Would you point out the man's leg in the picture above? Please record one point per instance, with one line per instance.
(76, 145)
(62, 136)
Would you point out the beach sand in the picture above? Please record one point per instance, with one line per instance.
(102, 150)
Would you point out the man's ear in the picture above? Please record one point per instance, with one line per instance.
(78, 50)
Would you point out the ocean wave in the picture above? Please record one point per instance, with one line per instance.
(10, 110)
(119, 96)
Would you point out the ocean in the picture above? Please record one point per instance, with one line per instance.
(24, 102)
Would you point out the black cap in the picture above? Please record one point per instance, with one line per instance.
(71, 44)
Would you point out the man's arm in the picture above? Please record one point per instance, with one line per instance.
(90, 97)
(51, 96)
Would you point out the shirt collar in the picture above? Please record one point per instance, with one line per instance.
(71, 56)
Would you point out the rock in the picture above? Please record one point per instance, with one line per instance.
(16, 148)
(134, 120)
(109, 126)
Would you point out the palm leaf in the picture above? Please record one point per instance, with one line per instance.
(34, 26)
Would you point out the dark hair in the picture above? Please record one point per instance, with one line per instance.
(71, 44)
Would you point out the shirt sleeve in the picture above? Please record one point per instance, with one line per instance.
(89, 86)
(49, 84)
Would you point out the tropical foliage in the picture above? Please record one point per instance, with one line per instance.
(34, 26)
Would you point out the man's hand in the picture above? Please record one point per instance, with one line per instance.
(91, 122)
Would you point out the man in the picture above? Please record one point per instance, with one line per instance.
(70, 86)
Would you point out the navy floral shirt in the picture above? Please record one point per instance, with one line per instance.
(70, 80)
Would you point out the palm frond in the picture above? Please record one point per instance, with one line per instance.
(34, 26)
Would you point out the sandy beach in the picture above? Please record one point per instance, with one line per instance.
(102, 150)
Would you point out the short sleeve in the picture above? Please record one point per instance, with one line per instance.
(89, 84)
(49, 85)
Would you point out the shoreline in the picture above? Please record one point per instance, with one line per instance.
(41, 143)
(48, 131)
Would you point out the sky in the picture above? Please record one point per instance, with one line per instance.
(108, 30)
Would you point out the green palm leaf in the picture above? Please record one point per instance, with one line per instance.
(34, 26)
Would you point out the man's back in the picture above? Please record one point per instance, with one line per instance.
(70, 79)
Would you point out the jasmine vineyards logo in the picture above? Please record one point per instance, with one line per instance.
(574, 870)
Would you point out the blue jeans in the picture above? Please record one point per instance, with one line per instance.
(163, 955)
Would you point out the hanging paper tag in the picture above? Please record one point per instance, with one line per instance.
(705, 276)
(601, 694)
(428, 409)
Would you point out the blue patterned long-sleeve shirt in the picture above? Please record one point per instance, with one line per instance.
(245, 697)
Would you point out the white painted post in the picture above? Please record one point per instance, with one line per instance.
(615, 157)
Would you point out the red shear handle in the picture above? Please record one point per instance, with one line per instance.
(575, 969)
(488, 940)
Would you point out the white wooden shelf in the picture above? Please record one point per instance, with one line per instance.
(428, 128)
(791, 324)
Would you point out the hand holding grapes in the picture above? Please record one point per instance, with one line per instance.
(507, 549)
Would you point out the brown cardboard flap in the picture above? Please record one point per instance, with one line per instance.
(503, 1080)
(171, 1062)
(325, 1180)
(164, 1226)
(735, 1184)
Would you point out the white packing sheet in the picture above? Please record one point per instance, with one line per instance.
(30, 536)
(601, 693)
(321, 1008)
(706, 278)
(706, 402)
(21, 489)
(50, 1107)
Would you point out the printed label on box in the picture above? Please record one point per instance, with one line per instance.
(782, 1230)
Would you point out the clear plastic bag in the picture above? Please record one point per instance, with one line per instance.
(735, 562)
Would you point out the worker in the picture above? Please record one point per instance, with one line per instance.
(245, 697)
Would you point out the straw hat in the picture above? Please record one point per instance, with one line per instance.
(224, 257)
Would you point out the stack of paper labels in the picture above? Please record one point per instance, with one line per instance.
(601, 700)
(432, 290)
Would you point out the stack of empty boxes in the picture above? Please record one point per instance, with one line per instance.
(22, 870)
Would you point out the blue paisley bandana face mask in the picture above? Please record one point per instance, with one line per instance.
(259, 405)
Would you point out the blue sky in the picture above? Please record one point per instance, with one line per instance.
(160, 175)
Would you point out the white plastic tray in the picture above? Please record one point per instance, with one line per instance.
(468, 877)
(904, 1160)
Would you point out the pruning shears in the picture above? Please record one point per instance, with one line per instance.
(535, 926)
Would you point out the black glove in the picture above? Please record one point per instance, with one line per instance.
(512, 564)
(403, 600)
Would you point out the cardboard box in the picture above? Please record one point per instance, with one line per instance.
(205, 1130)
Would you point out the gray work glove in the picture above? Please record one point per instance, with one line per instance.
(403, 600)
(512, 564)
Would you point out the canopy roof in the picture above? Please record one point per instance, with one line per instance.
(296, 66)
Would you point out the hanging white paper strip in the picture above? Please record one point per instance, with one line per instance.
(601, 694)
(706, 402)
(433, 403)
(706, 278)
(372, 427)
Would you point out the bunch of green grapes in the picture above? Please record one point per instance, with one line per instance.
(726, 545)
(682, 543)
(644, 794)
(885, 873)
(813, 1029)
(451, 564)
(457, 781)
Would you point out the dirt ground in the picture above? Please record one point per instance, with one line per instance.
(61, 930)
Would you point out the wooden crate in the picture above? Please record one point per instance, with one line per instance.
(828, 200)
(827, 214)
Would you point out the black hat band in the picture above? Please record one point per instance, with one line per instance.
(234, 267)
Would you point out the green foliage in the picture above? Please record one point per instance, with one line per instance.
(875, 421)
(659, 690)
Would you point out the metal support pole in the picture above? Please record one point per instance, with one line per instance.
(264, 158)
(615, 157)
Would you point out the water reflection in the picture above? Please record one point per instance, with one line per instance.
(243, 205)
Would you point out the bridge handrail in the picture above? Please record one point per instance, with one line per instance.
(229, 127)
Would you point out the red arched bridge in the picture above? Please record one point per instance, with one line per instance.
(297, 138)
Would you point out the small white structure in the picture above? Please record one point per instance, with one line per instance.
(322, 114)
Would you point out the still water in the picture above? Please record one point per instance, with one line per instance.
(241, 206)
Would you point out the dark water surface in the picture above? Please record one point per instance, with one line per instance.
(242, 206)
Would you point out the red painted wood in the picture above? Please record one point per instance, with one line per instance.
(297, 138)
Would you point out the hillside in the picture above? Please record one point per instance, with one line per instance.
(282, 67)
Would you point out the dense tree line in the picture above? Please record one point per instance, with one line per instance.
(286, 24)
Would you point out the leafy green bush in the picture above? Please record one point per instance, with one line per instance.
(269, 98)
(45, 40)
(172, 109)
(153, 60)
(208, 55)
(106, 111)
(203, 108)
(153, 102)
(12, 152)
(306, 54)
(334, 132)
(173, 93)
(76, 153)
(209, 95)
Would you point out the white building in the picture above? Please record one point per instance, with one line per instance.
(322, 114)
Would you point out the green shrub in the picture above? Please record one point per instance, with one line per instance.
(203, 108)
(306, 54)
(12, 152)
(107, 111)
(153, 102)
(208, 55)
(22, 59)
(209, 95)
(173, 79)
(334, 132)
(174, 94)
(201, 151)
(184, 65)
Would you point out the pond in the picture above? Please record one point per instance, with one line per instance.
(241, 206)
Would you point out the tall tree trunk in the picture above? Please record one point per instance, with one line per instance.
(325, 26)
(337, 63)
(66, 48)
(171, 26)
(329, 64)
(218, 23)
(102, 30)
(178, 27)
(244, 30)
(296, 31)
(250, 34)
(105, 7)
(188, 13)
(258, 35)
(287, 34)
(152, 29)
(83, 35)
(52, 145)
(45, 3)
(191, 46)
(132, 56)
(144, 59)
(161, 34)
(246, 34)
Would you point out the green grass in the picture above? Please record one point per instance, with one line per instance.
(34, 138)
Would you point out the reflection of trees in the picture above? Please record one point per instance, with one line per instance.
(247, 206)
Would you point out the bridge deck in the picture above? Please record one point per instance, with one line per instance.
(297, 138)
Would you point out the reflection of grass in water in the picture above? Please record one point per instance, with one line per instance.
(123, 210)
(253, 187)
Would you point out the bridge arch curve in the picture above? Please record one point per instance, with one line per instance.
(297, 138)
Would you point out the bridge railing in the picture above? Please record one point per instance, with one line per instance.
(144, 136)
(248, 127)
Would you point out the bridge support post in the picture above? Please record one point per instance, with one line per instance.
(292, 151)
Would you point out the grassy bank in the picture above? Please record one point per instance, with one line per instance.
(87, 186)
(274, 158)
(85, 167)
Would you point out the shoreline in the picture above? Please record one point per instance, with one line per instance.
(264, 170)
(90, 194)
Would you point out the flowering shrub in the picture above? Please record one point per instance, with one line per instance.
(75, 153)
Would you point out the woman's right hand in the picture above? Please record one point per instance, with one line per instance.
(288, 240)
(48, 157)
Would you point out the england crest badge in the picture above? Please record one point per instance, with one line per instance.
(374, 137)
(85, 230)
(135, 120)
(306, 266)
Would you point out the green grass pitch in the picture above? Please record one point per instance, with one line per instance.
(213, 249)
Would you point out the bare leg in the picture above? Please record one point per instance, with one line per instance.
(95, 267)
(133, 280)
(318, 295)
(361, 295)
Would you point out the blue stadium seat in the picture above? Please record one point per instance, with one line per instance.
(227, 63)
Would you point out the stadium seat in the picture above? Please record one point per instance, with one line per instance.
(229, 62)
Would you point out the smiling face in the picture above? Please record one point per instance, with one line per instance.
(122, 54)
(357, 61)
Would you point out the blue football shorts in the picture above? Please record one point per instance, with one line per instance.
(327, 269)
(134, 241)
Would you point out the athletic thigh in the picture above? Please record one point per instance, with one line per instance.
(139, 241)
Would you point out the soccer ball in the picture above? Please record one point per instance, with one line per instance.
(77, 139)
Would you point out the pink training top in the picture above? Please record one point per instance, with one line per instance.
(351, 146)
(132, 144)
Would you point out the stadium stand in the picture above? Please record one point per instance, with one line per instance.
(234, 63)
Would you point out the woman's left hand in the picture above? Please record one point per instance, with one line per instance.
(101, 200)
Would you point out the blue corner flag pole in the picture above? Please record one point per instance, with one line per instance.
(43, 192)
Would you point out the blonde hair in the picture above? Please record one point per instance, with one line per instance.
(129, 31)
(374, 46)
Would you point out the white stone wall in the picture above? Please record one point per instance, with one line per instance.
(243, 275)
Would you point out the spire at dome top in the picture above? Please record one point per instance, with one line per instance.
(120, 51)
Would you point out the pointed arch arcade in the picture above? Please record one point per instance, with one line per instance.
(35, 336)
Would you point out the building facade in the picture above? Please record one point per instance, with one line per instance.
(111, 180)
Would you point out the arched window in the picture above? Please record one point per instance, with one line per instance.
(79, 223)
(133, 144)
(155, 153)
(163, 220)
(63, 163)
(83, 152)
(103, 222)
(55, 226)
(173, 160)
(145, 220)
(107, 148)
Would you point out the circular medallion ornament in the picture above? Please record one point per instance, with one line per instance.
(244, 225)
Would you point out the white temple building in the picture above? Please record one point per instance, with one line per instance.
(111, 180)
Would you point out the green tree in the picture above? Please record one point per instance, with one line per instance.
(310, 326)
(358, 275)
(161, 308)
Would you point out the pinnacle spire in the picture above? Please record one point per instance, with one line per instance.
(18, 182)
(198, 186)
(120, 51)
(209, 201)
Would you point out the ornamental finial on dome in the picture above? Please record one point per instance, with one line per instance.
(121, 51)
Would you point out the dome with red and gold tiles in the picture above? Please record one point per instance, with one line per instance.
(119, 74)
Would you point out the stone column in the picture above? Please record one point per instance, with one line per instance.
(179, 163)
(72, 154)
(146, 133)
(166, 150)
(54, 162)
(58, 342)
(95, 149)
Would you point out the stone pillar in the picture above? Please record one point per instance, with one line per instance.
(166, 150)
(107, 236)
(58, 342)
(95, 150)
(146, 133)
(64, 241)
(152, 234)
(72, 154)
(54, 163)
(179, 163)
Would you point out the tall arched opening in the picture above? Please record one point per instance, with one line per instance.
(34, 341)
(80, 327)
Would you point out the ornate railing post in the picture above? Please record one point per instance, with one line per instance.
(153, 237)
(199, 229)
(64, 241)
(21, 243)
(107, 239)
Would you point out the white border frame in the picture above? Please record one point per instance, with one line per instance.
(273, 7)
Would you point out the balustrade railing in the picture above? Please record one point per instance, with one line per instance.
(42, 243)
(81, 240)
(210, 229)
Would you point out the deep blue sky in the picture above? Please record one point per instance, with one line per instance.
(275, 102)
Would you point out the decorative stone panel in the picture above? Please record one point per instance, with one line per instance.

• • • •

◆ Exercise: Return exactly the lines from the one containing "Would you point out the stone pillar" through the last line of the records above, both included, and nothing else.

◆ The result:
Would you point out the stone pillar in the picture above? Please record one point per instance, with one line per instance.
(166, 150)
(107, 236)
(58, 342)
(95, 150)
(146, 133)
(64, 241)
(152, 234)
(72, 154)
(54, 163)
(179, 163)
Would you point out the tall arched opening in the picture above? Please record one point per instance, with one line per instance.
(34, 341)
(80, 327)
Would you point out the ornate railing post in the picture above? Please record one point per instance, with one line per instance.
(153, 237)
(199, 229)
(64, 241)
(21, 243)
(107, 239)
Would you point out the white border frame in the picture above? Please record one point per instance, with one line per instance.
(273, 7)
Would you point out the balustrade railing in the picture above? Please record one point per instance, with one line per instance.
(42, 243)
(81, 240)
(210, 229)
Would you point out the deep blue sky in the picture above? Please record one point per instance, with one line per instance.
(275, 102)
Would you point out the decorative stone panel in the picture above? Please record one point per instance, with one line per instance.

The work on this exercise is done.